◆ **Page excerpt**:
>> BEGIN
The lottery runs in two phases. First, USCIS randomly selects beneficiaries from the entire pool for the 65,000 regular cap, with advanced-degree holders included in this draw. Second, from among the unselected advanced-degree beneficiaries, USCIS randomly selects for the 20,000 master's cap. This gives U.S. master's degree holders two chances at selection.

Beneficiary-Centric Selection (Effective FY2025)

Under the beneficiary-centric system, each unique beneficiary receives exactly one entry in the lottery regardless of how many employers register them. If a beneficiary is selected, all employers who submitted registrations for that person receive notification and may file H-1B petitions. This replaced the prior employer-centric model where each registration was an independent lottery ticket.

For employers: Registering an employee through multiple related companies no longer improves odds. The same employer may submit only one registration per beneficiary per fiscal year. Submitting more than one results in all registrations from that employer for that beneficiary being invalidated. USCIS enforces this through attestations signed under penalty of perjury, and coordinated schemes can trigger denial, revocation, and referral to federal law enforcement.

For employees: A worker registered by multiple legitimate employers (e.g., they received offers from three different companies) still gets just one lottery entry. If selected, the employee can choose which employer to proceed with, since all registering employers receive notification.

Cap-Exempt Employers: No Lottery Required

Not all H-1B positions are subject to the annual cap. The following employer types can file H-1B petitions at any time, year-round, without going through the lottery:

  • Institutions of higher education: Any accredited public or private nonprofit college or university, including community colleges, research universities, and professional schools.
  • Nonprofit entities related to or affiliated with institutions of higher education: Organizations with a formal written affiliation agreement, shared governance, or that are owned or controlled by an institution of higher education.
>> END
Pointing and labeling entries
>> BEGIN
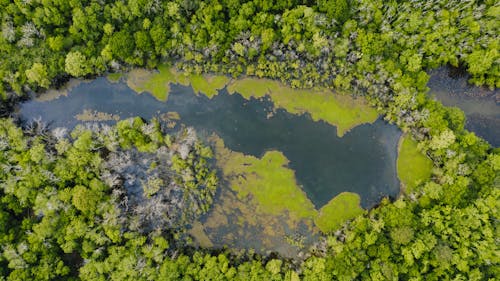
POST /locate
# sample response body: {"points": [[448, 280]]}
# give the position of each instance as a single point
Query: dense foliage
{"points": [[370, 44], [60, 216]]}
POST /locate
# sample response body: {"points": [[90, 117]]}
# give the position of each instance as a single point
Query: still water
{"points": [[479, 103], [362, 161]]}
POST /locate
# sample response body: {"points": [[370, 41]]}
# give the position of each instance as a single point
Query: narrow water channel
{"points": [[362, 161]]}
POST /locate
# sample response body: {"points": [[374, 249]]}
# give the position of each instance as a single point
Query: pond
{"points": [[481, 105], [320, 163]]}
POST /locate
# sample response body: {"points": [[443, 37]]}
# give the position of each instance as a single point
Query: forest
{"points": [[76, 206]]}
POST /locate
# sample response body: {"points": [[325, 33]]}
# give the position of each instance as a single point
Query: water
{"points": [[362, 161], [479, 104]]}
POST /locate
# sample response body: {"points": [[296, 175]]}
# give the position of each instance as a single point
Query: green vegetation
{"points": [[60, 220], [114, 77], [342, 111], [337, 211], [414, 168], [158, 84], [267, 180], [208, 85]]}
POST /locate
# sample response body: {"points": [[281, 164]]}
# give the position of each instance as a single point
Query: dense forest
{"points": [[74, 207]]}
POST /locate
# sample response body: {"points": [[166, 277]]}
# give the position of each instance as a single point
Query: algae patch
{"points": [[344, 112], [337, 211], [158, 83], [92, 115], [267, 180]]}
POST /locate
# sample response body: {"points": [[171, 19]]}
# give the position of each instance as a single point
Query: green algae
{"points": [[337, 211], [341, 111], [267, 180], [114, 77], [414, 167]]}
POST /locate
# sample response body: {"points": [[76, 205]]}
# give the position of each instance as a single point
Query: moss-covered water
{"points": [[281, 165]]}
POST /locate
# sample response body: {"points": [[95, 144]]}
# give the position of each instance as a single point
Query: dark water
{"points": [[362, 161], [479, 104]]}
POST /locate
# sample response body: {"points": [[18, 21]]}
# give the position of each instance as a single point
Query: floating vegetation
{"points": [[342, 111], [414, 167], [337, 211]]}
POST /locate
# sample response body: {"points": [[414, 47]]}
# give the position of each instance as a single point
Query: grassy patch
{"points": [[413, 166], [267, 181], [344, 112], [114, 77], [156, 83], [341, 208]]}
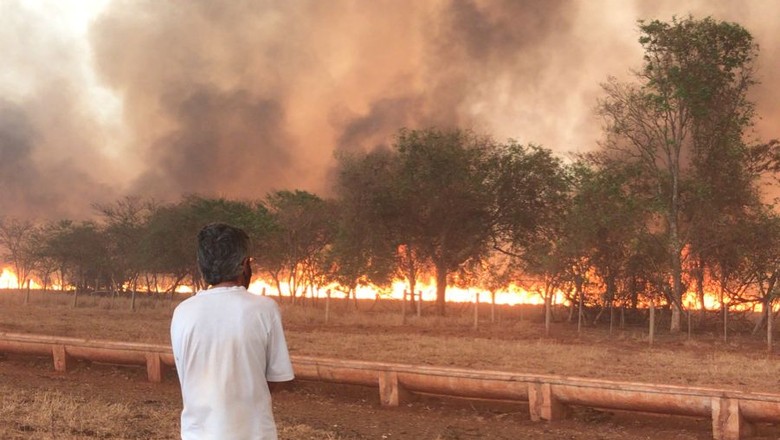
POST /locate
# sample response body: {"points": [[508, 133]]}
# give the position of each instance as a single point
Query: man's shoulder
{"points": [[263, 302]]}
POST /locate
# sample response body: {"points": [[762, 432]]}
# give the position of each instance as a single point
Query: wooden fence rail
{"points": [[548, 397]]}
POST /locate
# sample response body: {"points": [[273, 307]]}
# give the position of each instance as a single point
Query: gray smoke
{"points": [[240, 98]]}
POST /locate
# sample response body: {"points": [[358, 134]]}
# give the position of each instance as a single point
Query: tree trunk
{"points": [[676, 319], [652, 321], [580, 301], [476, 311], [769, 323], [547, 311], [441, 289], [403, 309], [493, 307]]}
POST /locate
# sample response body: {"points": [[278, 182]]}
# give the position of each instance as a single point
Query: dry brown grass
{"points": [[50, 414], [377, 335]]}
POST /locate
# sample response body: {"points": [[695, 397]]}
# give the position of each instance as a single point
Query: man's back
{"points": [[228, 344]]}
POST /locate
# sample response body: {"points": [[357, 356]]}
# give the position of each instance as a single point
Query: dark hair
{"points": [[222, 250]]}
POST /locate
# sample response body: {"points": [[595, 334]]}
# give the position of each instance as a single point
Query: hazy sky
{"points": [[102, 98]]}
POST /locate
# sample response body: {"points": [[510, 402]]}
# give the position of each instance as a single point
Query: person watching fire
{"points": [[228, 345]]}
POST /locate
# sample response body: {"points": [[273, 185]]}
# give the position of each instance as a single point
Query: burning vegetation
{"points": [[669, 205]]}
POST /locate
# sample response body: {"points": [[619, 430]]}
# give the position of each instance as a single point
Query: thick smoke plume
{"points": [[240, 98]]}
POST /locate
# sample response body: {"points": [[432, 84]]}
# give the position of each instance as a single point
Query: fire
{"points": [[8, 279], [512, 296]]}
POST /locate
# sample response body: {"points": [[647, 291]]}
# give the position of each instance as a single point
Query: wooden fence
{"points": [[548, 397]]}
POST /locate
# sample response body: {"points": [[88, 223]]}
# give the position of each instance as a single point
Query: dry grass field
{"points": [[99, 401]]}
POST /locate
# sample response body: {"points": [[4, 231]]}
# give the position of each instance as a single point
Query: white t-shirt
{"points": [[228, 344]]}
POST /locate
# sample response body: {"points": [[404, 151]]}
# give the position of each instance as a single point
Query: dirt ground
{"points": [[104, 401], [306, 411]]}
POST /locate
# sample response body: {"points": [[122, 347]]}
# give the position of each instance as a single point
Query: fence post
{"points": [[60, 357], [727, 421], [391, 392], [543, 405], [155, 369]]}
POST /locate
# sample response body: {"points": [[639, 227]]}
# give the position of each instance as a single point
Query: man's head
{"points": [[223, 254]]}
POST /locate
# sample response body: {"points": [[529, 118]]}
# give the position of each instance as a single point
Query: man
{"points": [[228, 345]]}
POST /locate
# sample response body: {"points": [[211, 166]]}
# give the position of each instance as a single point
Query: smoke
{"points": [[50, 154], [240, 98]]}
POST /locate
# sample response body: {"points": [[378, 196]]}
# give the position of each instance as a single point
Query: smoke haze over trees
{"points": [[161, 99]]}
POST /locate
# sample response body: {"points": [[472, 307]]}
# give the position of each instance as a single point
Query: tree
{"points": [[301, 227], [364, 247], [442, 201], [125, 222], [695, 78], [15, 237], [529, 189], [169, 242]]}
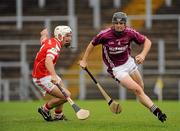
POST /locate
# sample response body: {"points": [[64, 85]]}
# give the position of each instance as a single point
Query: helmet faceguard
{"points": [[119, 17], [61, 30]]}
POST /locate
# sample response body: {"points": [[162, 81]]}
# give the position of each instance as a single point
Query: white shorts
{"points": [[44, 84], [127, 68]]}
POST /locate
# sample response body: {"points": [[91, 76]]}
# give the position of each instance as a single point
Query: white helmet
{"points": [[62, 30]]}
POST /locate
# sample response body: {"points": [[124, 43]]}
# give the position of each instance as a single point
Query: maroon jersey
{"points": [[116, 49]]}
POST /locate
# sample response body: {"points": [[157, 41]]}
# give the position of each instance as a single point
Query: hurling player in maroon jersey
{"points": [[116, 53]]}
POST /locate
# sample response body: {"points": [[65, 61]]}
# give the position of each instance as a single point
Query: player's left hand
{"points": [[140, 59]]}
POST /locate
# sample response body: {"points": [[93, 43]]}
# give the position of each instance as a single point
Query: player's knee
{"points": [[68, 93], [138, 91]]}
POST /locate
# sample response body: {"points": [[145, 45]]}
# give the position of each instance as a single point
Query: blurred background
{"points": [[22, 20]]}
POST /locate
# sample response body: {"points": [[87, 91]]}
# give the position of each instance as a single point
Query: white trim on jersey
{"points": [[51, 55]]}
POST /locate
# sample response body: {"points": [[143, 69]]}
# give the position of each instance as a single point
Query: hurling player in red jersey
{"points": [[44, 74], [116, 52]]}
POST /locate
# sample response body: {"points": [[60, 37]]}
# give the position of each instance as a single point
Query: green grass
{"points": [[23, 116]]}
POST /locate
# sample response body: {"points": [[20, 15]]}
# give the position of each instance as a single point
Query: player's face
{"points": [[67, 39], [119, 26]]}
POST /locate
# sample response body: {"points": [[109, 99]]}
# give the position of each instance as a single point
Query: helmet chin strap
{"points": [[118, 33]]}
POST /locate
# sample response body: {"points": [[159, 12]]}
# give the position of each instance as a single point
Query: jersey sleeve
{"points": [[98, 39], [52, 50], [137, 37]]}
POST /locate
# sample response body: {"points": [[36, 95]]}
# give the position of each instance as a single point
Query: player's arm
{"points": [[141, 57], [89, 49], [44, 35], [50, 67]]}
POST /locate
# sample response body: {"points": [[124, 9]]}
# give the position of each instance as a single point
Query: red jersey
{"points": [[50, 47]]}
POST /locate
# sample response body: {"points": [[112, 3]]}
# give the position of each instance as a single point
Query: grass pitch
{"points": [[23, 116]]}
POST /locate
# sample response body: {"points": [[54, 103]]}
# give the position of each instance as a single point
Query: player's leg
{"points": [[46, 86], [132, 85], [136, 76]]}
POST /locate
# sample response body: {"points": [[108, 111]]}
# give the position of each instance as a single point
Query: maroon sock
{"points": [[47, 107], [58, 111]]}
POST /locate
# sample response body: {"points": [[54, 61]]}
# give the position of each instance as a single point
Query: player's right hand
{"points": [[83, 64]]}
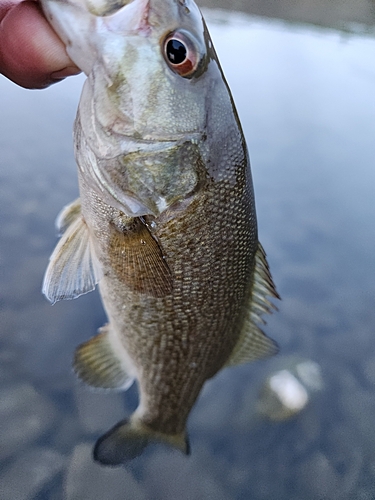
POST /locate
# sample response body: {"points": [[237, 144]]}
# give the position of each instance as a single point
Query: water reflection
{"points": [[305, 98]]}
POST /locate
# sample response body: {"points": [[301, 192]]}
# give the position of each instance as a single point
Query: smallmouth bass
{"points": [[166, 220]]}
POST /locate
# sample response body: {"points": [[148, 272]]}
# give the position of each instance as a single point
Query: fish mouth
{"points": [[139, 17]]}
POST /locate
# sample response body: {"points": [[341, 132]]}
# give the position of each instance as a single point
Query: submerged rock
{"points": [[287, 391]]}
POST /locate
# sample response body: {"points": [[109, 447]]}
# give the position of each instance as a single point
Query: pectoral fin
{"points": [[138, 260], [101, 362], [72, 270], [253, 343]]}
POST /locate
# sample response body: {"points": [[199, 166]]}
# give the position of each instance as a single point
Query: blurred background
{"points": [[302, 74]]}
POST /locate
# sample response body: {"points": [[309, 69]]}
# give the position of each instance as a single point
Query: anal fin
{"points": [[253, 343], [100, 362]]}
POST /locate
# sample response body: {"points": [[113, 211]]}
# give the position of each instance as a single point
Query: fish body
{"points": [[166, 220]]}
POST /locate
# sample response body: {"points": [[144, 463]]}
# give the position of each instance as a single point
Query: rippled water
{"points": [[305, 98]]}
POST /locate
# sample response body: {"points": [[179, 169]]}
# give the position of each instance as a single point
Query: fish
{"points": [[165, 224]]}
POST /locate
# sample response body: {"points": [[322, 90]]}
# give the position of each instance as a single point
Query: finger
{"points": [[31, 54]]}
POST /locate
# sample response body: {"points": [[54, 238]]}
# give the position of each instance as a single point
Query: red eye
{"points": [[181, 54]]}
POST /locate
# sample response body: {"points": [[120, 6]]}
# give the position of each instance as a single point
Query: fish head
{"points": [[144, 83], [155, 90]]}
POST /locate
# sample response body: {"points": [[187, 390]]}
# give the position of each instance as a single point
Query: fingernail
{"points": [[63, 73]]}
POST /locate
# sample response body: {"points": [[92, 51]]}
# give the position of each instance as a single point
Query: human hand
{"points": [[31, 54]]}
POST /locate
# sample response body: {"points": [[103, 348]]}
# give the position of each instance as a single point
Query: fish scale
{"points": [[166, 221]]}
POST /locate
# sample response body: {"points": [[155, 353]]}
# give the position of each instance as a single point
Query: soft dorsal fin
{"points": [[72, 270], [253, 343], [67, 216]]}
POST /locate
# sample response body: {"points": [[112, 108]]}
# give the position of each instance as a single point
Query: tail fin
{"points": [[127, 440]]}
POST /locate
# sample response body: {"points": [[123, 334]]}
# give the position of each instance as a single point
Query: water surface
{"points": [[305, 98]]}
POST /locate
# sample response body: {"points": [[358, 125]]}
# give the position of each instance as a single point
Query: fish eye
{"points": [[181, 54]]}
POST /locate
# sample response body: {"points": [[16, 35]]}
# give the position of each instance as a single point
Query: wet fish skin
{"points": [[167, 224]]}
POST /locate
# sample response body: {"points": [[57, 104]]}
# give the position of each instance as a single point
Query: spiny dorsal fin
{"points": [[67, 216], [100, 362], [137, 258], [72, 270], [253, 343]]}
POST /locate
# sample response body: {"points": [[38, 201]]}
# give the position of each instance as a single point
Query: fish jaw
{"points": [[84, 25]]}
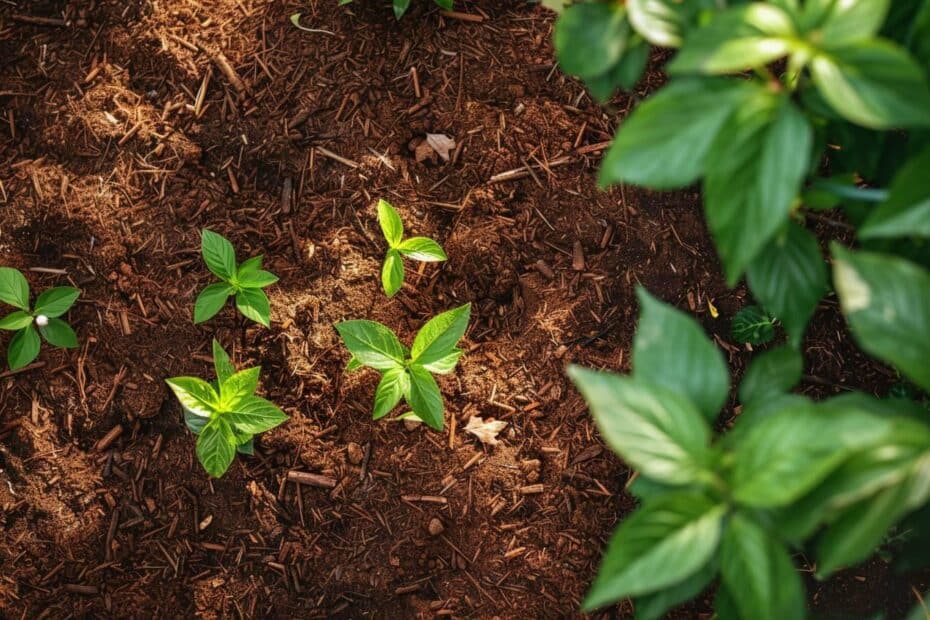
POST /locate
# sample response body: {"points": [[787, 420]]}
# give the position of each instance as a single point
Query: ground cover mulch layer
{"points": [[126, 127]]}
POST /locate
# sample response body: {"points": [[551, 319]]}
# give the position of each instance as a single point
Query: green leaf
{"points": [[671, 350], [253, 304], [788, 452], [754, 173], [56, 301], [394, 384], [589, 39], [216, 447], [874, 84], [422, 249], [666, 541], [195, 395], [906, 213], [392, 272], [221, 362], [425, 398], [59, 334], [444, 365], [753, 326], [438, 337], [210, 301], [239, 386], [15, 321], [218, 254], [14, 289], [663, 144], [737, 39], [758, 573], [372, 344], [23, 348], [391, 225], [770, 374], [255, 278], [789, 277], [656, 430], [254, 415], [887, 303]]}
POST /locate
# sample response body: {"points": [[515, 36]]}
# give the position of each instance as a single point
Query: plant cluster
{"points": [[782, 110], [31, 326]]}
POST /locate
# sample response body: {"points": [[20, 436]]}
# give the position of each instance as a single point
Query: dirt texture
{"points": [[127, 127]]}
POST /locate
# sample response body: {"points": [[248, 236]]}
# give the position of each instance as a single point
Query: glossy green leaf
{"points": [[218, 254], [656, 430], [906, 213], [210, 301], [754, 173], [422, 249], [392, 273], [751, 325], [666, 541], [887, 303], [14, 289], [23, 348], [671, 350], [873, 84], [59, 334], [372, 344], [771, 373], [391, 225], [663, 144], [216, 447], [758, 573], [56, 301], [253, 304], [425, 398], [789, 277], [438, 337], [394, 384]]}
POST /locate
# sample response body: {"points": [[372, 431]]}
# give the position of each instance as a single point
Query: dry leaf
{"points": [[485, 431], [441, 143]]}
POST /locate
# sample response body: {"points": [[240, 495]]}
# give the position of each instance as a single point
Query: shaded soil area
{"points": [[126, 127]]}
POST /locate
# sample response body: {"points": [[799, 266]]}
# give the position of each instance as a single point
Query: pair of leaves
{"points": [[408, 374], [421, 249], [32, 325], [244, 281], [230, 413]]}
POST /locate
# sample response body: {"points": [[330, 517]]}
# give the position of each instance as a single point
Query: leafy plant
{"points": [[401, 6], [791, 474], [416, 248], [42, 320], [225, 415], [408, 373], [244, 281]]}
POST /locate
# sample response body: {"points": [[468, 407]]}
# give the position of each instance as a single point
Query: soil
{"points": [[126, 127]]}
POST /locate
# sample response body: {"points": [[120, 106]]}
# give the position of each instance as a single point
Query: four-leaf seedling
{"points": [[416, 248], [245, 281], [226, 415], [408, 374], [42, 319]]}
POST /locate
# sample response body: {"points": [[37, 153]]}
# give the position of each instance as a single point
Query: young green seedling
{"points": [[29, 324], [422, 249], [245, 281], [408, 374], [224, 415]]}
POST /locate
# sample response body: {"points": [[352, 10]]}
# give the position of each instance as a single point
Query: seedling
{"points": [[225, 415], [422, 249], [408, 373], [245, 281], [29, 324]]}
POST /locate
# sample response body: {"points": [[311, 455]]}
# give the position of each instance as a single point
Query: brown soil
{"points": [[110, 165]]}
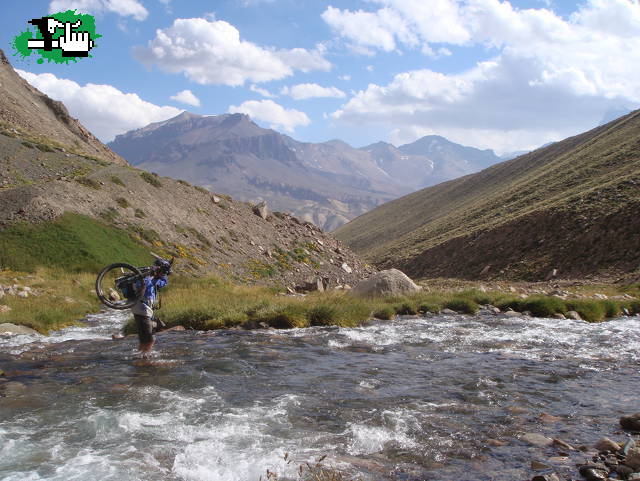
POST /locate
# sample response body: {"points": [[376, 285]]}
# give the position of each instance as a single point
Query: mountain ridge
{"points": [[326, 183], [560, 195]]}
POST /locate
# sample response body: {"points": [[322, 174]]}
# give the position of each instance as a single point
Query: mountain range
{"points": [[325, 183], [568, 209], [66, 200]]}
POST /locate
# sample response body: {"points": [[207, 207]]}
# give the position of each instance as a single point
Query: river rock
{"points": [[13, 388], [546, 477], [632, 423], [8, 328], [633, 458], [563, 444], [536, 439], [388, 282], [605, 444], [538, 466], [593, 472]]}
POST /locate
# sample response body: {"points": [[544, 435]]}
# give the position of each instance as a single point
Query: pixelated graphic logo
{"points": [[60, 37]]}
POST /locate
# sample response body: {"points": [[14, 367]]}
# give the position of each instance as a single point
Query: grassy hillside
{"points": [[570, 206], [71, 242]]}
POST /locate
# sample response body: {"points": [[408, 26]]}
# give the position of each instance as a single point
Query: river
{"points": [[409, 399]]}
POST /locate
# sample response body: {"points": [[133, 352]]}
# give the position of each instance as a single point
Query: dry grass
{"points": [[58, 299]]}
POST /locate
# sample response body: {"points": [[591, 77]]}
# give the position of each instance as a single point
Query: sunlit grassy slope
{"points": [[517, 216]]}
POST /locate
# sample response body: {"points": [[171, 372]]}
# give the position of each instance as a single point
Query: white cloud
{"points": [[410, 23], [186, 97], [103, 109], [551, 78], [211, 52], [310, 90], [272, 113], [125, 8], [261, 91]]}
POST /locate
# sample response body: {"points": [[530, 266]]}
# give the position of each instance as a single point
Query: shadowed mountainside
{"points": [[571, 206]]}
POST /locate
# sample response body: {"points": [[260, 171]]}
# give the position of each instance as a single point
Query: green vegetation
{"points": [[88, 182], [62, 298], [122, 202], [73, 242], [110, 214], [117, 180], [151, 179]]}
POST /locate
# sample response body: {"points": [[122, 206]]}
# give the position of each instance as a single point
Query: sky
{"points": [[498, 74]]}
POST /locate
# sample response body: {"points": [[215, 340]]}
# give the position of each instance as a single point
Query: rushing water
>> END
◆ **Problem 1**: Rewrite everything from "The lottery runs" down to "Selection (Effective FY2025)" in the H-1B lottery excerpt, putting "graduate" in place of each "master's".
◆ **Problem 2**: In the H-1B lottery excerpt, what happens when the same employer submits more than one registration for a beneficiary in a fiscal year?

◆ **Task solution 1**:
The lottery runs in two phases. First, USCIS randomly selects beneficiaries from the entire pool for the 65,000 regular cap, with advanced-degree holders included in this draw. Second, from among the unselected advanced-degree beneficiaries, USCIS randomly selects for the 20,000 graduate cap. This gives U.S. graduate degree holders two chances at selection.

Beneficiary-Centric Selection (Effective FY2025)

◆ **Task solution 2**: All registrations from that employer for that beneficiary are invalidated.